STATED GOAL 1:
Rewrite the rows as a numbered list with blank lines omitted, starting at the line that contains "Target: group of people in formation" and ending at the last line of the rows. Include only those lines, and leave out the pictures.

SOURCE EXTRACT:
--- --- ---
Posted: Wed Jul 01, 2026 12:03 am
by Asking Queries
Hi everyone,

I’ve known Avril for about 3 years, and had a crush on him for about 2 of those years. He’s one of my two best friends. About 3 months ago, I asked if I could flirt with him, and he said yes; he then clarified that he might also be interested in dating. (This was described in “my crush likes me back hehehe”, in which Avril is called ‘A’.)
We went on a rather awkward first date. It was awkward in part because afterwards, I realized that he was a lot more nervous than me (I’m perhaps oddly brave about romance), and that I was too forward about a few things. (Nothing unwanted happened or was close to happening, but I still messed up.) We haven’t talked about our feelings towards each other or the date since.

About a month ago, I met and immediately started crushing on Tex, an incredibly handsome, funny, and smart trans masc person. Because of Tex, I’ve realized that I’m not as attracted to Avril as I thought I was—I like the idea of kissing Avril or holding hands with him, but not as much as I like the idea of doing those things with Tex. I feel like dating Avril would be settling, and I don’t think that would fair to me or him.

I haven’t told Avril what I’ve realized yet, for a few reasons:
1. Even though he and I haven’t dated, I still feel like I’ve fallen for someone else/cheated on him by becoming attracted to (and flirting with) Tex.
2. I also feel guilty for initiating things with Avril and then being the one stopping them. The third reason is that I don’t know how much Avril wants to date me, and I’m worried that I’m going to break his heart. (I don’t think he’s particularly interested, but I don’t know for sure, and that worries me.)
3. Avril’s family is moving to the other side of the country, and Avril is very stressed about this. (Avril is staying here, not moving with them.) I don’t want to stress and upset him even more by telling him, but I know that I need to. This is the most significant reason.

I love him platonically, I want to cause as little hurt as possible, and I deeply want him and I to keep being friends. I feel awful about this. My reasons for not being particularly attracted to him are about what I find attractive, not about him as a person. He’s a wonderful guy.

Any advice on how to tell him would be appreciated.

Thank you.
- AQ

Re: I thought I wanted to date him, but I don’t—how do I tell him?

Posted: Wed Jul 01, 2026 2:48 am
by char
Hi AskingQueries! I hope it's okay to ask some questions, so we can work out how to best let Avril know about this.
--- --- ---
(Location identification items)
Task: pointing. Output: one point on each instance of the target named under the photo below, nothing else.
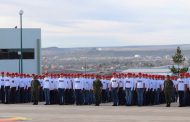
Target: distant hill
(150, 50)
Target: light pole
(19, 53)
(21, 56)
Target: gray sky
(90, 23)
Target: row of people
(128, 89)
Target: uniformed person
(181, 88)
(7, 89)
(46, 87)
(35, 87)
(168, 88)
(97, 86)
(2, 92)
(140, 87)
(78, 87)
(114, 85)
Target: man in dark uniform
(97, 86)
(35, 86)
(2, 91)
(168, 87)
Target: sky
(101, 23)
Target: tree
(178, 60)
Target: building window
(14, 54)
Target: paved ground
(103, 113)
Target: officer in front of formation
(35, 87)
(168, 87)
(97, 86)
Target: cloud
(80, 23)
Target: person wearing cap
(78, 86)
(104, 89)
(152, 87)
(7, 89)
(121, 94)
(28, 81)
(46, 88)
(2, 85)
(62, 84)
(97, 86)
(140, 87)
(86, 90)
(41, 92)
(14, 87)
(158, 90)
(181, 89)
(91, 96)
(35, 87)
(168, 88)
(114, 85)
(128, 88)
(22, 86)
(70, 90)
(188, 89)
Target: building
(10, 50)
(159, 71)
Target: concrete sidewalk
(103, 113)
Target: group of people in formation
(86, 89)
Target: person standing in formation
(168, 88)
(181, 88)
(114, 85)
(35, 87)
(128, 88)
(46, 88)
(140, 87)
(97, 86)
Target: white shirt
(22, 83)
(121, 84)
(86, 84)
(140, 82)
(152, 84)
(78, 83)
(70, 83)
(2, 81)
(181, 84)
(128, 83)
(46, 83)
(114, 82)
(104, 84)
(62, 83)
(14, 82)
(52, 84)
(7, 81)
(147, 83)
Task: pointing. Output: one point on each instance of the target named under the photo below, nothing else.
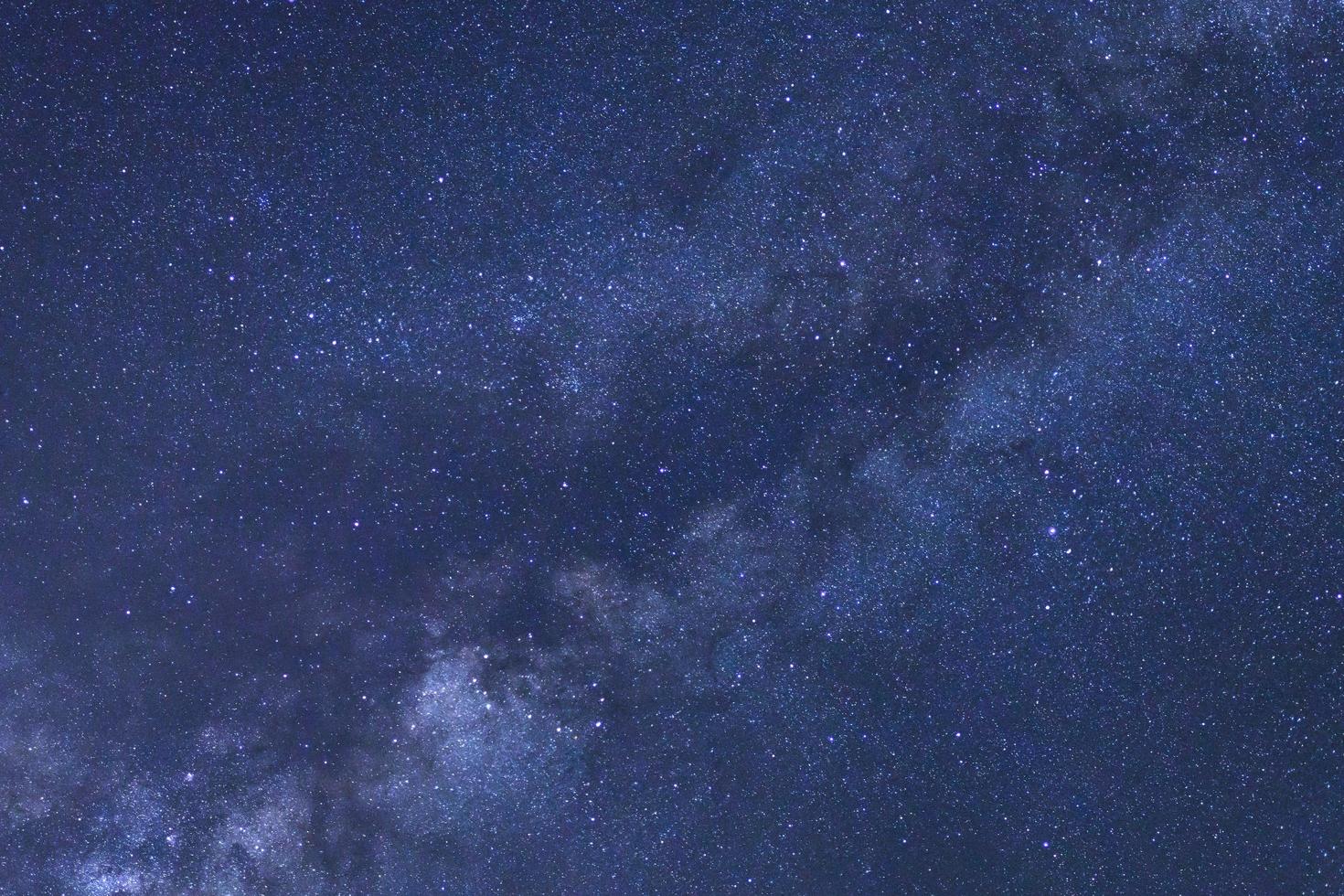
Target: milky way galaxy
(667, 448)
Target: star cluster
(671, 448)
--- --- ---
STATED GOAL 2:
Reproduce the forum post word for word, starting at "I’ve known Avril" and ending at "is called ‘A’.)".

PROBLEM SOLUTION 1:
1. Target: group of people in formation
2. (86, 89)
3. Target: person standing in formation
4. (168, 88)
5. (181, 88)
6. (114, 85)
7. (35, 87)
8. (128, 88)
9. (46, 88)
10. (140, 87)
11. (97, 86)
12. Target: white shirt
13. (22, 83)
14. (121, 84)
15. (86, 84)
16. (140, 82)
17. (152, 84)
18. (78, 83)
19. (70, 83)
20. (2, 81)
21. (181, 84)
22. (128, 83)
23. (46, 83)
24. (114, 82)
25. (104, 84)
26. (62, 83)
27. (14, 82)
28. (52, 84)
29. (7, 81)
30. (147, 83)
31. Task: pointing. Output: one point on each instance of the target named under the photo below, nothing else.
32. Target: milky way galaxy
33. (667, 448)
34. Target: star cluster
35. (671, 448)

PROBLEM SOLUTION 2:
I’ve known Avril for about 3 years, and had a crush on him for about 2 of those years. He’s one of my two best friends. About 3 months ago, I asked if I could flirt with him, and he said yes; he then clarified that he might also be interested in dating. (This was described in “my crush likes me back hehehe”, in which Avril is called ‘A’.)